Image point annotation entries:
===
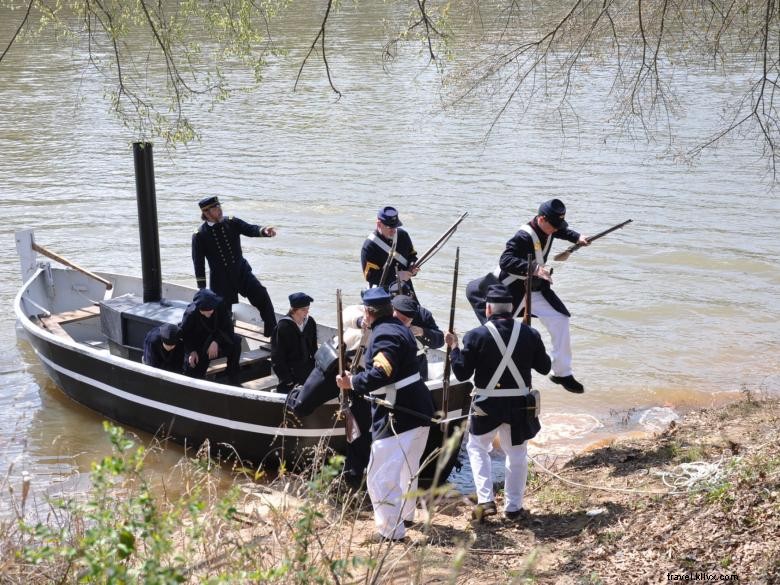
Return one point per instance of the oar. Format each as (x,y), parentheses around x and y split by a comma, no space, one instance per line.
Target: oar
(568,251)
(76,267)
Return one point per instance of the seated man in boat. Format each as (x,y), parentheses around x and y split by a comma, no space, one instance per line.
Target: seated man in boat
(218,241)
(320,387)
(164,349)
(422,324)
(294,344)
(207,334)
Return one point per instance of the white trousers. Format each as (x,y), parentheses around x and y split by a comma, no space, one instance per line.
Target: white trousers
(391,475)
(557,325)
(516,463)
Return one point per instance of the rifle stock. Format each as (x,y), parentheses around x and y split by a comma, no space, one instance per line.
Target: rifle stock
(428,254)
(388,262)
(561,256)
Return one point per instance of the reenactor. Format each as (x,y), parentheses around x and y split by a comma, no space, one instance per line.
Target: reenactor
(500,355)
(535,238)
(218,240)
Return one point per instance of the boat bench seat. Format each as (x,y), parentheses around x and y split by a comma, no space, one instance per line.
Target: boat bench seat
(247,358)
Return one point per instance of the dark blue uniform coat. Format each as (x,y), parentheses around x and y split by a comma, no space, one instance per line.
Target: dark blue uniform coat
(157,356)
(514,260)
(391,356)
(197,333)
(229,272)
(373,258)
(480,357)
(292,352)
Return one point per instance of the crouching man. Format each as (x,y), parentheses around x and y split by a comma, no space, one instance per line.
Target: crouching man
(500,355)
(207,333)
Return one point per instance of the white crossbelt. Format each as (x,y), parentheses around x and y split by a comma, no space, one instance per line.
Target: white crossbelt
(379,242)
(507,363)
(389,391)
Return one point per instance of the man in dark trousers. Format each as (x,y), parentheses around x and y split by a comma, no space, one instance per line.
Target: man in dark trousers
(163,348)
(500,355)
(294,343)
(536,238)
(207,334)
(218,240)
(422,325)
(398,438)
(377,247)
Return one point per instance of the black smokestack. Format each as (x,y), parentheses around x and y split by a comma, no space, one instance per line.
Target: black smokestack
(147,221)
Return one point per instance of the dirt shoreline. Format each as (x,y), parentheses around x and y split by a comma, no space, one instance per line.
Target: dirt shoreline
(603,519)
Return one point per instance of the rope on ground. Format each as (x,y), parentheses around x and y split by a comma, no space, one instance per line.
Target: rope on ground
(672,492)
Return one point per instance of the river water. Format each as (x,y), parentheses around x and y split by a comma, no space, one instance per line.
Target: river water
(676,311)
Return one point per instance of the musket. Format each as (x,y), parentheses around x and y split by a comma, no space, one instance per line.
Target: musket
(439,244)
(388,262)
(351,428)
(445,381)
(529,280)
(568,251)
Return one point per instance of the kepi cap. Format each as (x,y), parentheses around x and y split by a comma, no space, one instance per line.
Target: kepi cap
(405,305)
(208,202)
(170,333)
(300,300)
(376,297)
(389,216)
(206,299)
(554,211)
(498,293)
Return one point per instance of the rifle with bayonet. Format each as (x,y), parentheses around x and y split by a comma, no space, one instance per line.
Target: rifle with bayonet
(529,281)
(352,430)
(388,262)
(568,251)
(445,381)
(438,244)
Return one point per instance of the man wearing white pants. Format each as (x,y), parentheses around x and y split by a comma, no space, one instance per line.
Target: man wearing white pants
(535,239)
(500,355)
(399,436)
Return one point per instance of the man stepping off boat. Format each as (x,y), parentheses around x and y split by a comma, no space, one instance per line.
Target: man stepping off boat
(399,438)
(207,334)
(218,240)
(378,269)
(500,355)
(535,238)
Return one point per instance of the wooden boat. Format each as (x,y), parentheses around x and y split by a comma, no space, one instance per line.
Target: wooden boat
(90,338)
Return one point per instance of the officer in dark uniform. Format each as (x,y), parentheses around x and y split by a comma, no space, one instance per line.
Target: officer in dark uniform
(207,333)
(377,246)
(500,355)
(399,438)
(294,343)
(163,348)
(218,240)
(422,325)
(536,238)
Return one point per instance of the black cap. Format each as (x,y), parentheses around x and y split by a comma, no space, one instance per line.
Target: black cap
(376,297)
(170,333)
(208,202)
(554,212)
(389,217)
(300,300)
(206,299)
(405,305)
(498,293)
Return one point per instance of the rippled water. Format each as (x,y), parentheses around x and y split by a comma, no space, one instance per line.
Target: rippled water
(678,310)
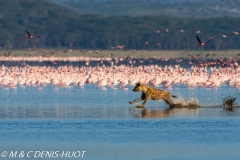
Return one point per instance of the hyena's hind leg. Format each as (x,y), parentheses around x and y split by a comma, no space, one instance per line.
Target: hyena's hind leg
(139,99)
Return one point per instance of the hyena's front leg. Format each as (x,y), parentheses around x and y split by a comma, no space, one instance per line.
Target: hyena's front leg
(139,99)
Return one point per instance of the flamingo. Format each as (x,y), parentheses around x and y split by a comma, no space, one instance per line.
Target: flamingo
(31,36)
(203,43)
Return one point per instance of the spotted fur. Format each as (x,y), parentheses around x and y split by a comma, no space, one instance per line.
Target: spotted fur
(149,93)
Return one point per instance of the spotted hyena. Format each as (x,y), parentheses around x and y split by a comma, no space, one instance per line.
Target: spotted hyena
(149,93)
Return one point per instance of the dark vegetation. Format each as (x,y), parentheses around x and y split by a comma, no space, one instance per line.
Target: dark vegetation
(61,27)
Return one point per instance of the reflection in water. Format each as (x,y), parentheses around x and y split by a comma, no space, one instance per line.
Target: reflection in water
(146,113)
(112,112)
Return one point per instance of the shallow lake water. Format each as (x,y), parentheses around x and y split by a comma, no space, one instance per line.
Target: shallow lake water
(106,126)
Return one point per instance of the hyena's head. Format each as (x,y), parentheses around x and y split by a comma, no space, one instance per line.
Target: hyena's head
(138,87)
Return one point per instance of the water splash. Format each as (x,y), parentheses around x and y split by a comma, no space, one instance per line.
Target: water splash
(182,103)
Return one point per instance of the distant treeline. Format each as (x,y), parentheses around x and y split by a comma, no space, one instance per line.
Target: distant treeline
(59,27)
(177,8)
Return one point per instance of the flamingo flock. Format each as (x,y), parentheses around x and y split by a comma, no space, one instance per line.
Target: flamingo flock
(119,77)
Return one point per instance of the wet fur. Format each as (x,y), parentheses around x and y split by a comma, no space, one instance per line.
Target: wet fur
(149,93)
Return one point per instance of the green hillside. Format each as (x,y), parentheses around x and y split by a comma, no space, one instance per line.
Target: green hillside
(62,27)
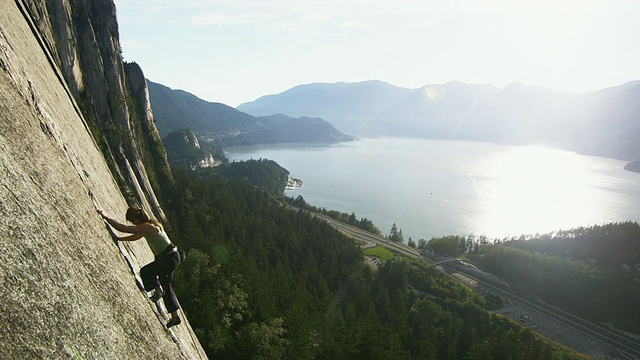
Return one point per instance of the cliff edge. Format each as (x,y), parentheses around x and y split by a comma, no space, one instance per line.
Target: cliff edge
(68,290)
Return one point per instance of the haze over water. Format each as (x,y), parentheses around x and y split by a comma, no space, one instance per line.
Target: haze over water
(433,188)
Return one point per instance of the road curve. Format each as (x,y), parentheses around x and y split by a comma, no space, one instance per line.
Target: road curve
(626,348)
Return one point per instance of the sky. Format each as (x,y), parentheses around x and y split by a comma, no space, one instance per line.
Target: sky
(236,51)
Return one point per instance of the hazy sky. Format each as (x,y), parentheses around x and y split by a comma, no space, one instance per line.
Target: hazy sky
(236,51)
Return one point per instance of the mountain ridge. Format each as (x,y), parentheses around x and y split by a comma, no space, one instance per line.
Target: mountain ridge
(515,114)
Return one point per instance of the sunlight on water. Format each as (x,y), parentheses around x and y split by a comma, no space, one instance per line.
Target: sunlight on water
(437,188)
(529,186)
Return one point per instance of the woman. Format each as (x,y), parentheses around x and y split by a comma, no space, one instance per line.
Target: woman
(157,275)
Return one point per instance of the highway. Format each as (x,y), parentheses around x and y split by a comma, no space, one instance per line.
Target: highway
(600,341)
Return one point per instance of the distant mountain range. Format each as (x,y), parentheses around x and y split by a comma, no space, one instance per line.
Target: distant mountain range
(175,110)
(604,122)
===
> **GOAL OF THE EXERCISE**:
Leaving out every picture, extract verbatim the lines from the one containing "Return one point per instance of the green" through the last line of the listing, inclusive.

> **WORKED SOLUTION**:
Return one point per instance of the green hillside. Format each as (x,y), parentheses around x and y split by a comma, no space, one instance per line.
Target: green hillside
(62,27)
Return one point per instance of the cliff edge. Format each as (x,y), parentheses around x and y split by a comma, no space, one instance per line.
Target: cliff edge
(68,290)
Return one point per instance of the haze over water. Format each as (x,y), parentheses around x and y split by a comma, no space, one instance per line.
Target: haze over water
(433,188)
Return one point per instance of the road curve. Format each as (x,y), parentheses around x and y split by a comma, no space, one instance per line.
Target: road curve
(626,348)
Return one point per instance of the sky. Format each as (x,y), parentheses around x and y split by a comma, no space, one instance per line.
Target: sky
(236,51)
Return one point per instance of the hazy sky. Format each as (x,y), parentheses around x and y split by a comma, no space, one instance per line.
Target: hazy sky
(236,51)
Return one point per instance of the mountain ridge. Format each as (x,y), parentheses around x and y split by a comma, no space, one instance per line.
Target: mountain ridge
(515,114)
Return one point per instance of the sunlight on water. Format each as (x,y), parentheses around x and y split by a comma, no space, one instance per line.
Target: sunlight on water
(437,188)
(529,186)
Return one point per instance of the woman. Format each as (x,y), parentheses around x and y split by a comma, no space, one instance per line.
Target: woman
(157,275)
Return one point per instance of the highway. Format each as (x,y), parentheses around x and y split by a comma, no space, one instance per line.
Target: highway
(600,341)
Return one point per instance of the distant mountain range. Format each as (x,y), parentheses around x and y split by a comma, no space, one instance per line.
Target: distant mountain range
(175,110)
(604,122)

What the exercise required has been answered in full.